Goal of the exercise
Please put the lines below into a JSON list of strings, one string per line with blank lines left out, starting with the line that contains "Target: brown boot" and going on through the line that contains "xmin=325 ymin=3 xmax=335 ymax=33".

Excerpts of labeled region data
——
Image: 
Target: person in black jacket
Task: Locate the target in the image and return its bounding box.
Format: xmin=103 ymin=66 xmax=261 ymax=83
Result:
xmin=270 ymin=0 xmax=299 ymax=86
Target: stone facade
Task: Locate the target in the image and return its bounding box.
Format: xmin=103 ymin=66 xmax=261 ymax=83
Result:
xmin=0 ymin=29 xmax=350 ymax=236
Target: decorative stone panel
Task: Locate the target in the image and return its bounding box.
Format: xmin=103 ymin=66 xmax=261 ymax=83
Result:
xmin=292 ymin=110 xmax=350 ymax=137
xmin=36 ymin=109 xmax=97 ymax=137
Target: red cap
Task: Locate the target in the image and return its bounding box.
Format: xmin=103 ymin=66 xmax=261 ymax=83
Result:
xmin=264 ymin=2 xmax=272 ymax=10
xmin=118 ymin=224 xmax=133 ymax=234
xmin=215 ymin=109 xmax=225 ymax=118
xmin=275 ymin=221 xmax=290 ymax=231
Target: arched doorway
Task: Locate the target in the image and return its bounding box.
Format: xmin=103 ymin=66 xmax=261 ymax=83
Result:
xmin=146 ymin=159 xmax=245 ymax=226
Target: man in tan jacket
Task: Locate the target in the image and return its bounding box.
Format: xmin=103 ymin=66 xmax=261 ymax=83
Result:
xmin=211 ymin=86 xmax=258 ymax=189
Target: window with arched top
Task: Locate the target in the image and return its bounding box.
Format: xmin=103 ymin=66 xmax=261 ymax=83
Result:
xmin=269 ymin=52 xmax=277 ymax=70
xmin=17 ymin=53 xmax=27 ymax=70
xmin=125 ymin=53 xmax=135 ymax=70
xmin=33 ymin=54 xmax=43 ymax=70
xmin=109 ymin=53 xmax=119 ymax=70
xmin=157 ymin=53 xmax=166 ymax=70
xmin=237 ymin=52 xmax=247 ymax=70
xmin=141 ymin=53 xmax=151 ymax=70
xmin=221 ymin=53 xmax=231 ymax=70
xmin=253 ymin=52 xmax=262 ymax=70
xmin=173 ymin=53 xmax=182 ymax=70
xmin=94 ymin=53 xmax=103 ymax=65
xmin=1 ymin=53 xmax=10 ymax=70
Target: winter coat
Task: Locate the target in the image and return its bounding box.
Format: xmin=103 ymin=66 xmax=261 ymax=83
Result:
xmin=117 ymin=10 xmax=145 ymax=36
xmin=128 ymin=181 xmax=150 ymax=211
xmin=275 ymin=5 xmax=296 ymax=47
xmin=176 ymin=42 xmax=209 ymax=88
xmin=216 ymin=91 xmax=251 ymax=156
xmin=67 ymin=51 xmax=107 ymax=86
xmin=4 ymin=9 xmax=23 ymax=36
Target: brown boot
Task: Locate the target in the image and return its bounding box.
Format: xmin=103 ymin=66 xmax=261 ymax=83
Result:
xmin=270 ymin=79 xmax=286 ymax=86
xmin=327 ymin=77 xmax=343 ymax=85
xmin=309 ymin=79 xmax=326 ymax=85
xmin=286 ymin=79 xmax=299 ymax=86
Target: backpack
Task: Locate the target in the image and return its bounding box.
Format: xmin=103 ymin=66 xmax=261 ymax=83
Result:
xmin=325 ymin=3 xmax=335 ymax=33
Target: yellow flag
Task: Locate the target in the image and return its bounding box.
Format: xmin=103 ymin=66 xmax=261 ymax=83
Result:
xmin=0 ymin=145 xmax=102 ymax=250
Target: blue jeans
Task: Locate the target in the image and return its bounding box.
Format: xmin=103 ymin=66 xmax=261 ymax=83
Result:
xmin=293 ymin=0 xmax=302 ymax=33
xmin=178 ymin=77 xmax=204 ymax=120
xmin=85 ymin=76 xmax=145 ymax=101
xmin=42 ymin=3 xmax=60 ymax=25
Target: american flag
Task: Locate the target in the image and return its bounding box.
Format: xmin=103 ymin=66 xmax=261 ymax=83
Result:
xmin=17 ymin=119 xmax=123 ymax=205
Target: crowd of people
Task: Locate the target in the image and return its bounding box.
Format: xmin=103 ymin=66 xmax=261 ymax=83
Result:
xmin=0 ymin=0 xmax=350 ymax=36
——
Expected output
[
  "Target: brown boot",
  "Task: Locate the target in the image and return its bounding box.",
  "Format: xmin=103 ymin=66 xmax=261 ymax=83",
  "Result:",
  "xmin=270 ymin=79 xmax=286 ymax=86",
  "xmin=327 ymin=77 xmax=343 ymax=85",
  "xmin=309 ymin=79 xmax=326 ymax=85",
  "xmin=286 ymin=79 xmax=299 ymax=86",
  "Target: backpack",
  "Task: Locate the target in the image and return its bounding box.",
  "Format: xmin=103 ymin=66 xmax=261 ymax=83",
  "Result:",
  "xmin=325 ymin=3 xmax=335 ymax=33"
]